__Problem description__. What comes next in the article on the artificial protocell? Continue it from the end of its final paragraph.

__Text segment__.

*** Begin section ***

It’s not exactly known when in the history of life that cells went from being not alive, to alive. But despite not being alive, even early cells were able to replicate and divide, assuming the conditions around them were adequate enough to jump-start the process.
Researchers based out of Kanagawa University in Japan have reportedly been able to re-create a non-living artificial protocell, which isn’t alive, but under the the proper circumstances, can still be forced to divide and replicate. Their findings have been published in Nature Communications.
The aim of our investigation was to explore the universal concept of life by embodying a model protocell that demonstrates how collaborative dynamics emerged from nonliving matter under certain circumstances. To achieve this goal, we selected well-defined suitable lipids and macromolecules, including newly designed ones, and constructed a giant vesicle (GV)-based model protocell that links self-replication of information molecules (RNA/DNA) with the self-reproduction of a compartment (GV).
The division process of these artificial protocells is exacerbated by the surrounding environment, and is set off by triggers such as the surrounding pH level. It is believed that before cells on Earth were actually living cells and able to divide on their own free will, non-living cells behaved in a similar way, relying on the conditions of the environment around them to help them divide and replicate.
It wasn’t until cells became, for lack of a better term, ‘self-aware,’ and became able to reproduce on their own independent of the conditions around them, that scientists believe cells became “alive” to create the multi-cellular organisms that we know to exist today.
The artificial protocell the researchers created is not a replica of a real living cell, but its construction can be compared to one. For example, its construction is comprised of a lipid-based exterior, which plays the role of the cell membrane in a real living cell, and the interior is filled with actual DNA, as well as proteins that the protocell needs to give it its qualities.

*** End section ***

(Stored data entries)
*** Begin section ***

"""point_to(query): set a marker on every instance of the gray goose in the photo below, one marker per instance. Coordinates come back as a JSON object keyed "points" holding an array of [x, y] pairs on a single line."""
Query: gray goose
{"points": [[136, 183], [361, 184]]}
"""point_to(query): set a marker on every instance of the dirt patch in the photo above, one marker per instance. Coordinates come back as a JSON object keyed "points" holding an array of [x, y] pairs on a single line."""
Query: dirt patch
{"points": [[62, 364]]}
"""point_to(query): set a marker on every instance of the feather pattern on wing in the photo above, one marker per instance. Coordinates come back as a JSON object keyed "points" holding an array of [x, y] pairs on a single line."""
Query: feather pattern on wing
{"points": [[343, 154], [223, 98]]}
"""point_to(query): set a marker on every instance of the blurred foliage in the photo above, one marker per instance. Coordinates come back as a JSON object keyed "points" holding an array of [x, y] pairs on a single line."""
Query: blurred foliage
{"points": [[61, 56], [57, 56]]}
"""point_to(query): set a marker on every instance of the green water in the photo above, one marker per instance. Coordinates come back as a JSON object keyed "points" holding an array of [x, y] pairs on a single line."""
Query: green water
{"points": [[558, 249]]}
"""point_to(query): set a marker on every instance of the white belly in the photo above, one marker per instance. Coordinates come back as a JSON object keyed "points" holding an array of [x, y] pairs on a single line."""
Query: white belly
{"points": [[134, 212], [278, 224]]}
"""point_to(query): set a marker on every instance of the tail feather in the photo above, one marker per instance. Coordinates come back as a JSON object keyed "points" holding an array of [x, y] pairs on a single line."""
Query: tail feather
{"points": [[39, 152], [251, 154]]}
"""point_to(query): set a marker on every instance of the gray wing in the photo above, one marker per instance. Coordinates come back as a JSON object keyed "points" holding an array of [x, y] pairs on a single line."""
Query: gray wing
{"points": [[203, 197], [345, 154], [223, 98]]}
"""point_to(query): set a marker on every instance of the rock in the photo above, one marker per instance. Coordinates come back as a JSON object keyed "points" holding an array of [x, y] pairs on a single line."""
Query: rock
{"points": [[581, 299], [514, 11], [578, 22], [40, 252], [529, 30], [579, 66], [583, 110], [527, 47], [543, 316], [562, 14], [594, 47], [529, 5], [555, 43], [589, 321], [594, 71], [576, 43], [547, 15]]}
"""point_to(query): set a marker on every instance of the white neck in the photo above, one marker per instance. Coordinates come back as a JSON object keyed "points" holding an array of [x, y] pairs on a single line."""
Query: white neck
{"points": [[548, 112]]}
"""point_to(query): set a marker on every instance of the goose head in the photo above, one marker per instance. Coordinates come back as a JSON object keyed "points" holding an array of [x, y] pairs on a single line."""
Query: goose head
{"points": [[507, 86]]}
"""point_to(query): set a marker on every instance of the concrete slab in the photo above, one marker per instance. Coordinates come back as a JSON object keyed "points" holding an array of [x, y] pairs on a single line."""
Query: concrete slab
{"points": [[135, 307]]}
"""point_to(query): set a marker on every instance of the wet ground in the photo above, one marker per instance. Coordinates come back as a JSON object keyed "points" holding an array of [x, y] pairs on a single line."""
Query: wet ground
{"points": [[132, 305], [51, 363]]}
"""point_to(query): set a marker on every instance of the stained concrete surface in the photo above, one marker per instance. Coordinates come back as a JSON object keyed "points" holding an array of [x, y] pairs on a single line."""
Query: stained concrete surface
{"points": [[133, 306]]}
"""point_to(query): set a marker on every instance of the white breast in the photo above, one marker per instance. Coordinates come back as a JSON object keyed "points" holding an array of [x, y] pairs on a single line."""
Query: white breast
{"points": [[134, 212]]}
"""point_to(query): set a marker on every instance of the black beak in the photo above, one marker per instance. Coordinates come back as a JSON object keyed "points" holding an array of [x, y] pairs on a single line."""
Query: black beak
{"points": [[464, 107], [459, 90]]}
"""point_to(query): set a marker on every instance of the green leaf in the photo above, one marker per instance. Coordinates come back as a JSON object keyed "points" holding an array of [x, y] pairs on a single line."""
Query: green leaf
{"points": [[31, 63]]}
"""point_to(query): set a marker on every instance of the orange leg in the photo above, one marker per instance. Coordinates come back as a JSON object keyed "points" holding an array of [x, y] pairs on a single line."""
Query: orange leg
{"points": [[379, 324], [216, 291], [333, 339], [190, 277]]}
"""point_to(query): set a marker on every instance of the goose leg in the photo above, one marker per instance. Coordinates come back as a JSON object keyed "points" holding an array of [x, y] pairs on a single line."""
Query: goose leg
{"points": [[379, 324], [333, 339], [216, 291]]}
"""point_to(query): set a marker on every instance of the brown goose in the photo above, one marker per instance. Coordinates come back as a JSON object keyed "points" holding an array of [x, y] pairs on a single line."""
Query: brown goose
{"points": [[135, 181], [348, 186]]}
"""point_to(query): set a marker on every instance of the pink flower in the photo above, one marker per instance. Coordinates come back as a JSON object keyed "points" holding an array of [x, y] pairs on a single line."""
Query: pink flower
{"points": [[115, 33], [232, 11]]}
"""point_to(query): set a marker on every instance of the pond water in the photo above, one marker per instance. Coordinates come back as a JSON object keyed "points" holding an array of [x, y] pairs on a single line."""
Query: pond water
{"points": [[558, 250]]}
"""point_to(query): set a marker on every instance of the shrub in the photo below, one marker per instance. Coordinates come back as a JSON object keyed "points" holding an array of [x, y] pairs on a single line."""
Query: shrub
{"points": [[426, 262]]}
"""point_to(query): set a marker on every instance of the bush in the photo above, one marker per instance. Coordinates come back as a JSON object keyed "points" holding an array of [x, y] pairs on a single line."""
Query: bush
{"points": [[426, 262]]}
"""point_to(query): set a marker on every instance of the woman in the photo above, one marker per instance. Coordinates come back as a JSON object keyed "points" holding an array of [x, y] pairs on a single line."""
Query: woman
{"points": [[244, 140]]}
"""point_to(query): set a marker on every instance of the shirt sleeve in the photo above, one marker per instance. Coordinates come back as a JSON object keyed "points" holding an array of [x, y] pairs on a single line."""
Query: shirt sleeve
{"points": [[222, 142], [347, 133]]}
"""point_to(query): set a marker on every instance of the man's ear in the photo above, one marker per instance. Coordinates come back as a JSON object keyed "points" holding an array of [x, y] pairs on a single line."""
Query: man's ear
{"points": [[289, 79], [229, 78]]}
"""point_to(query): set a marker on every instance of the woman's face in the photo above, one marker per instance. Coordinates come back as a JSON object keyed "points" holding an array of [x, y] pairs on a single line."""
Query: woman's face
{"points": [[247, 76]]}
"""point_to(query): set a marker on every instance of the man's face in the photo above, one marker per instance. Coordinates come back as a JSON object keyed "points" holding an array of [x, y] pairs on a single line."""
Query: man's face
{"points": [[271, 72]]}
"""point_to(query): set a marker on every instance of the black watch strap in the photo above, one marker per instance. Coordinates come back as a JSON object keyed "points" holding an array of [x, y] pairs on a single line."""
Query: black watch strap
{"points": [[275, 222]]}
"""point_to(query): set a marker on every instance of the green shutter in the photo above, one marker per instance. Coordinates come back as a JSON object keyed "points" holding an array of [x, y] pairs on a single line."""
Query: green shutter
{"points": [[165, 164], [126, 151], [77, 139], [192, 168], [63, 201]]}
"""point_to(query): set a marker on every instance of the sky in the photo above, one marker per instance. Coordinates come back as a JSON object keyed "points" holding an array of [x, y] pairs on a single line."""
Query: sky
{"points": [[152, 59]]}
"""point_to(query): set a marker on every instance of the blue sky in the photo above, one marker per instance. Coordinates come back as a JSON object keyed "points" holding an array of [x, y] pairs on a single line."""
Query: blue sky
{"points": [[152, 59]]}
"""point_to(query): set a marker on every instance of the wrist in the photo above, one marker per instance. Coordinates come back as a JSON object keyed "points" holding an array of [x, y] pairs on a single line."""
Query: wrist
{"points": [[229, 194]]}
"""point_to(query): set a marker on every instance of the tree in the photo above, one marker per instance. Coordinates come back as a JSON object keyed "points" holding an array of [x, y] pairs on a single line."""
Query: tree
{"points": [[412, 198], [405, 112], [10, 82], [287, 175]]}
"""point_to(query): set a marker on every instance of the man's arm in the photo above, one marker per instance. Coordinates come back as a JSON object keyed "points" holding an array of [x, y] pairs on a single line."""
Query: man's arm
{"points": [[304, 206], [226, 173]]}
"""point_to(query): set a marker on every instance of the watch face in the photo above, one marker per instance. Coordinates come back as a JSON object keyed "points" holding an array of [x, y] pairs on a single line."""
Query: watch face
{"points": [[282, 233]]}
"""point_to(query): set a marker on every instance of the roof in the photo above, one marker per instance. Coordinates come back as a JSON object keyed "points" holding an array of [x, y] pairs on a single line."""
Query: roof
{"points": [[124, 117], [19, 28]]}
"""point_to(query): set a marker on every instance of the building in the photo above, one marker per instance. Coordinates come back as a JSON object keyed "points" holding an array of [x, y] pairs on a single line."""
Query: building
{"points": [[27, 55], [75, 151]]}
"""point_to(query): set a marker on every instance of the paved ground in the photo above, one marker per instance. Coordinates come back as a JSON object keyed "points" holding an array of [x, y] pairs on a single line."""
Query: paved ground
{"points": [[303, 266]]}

*** End section ***

__Output below__.
Although these cells are not alive, the DNA they have inside of them plays the key role in telling the artificial protocell to divide. As a result, the DNA can make the artificial cell divide when the researchers change the pH level around the cell, because that’s what a real cell with that DNA strand would do too.
One of the tricky parts to making everything work right in this experiment was finding a way to help these artificial protocells replenish the supplies that are lost in the middle of dividing. These artificial protocells cannot self-sustain because they run out of supplies while dividing. Because of this, the scientists had to design a type of ‘delivery’ cell that the protocells could work with to get back the supplies they need to divide more in the future.
To replenish the depleted substrates of daughter GVs, we constructed a ‘vesicular delivery system’ in which a ‘target’ GV containing all of the reagents needed for DNA replication, except for dNTPs, adhered and fused with a ‘conveyer’ GV filled with dNTPs when triggered by a pH change of the vesicular dispersion. Thus, the daughter model protocell could potentially acquire a sustainable recursive ability to proliferate when external stimuli, such as sequential thermal cycles, and the addition of V* were applied to it.
This proof of concept gives researchers a starting point for understanding how cells were able to divide before they became alive in the world’s harsh environment leading up to the first signs of life.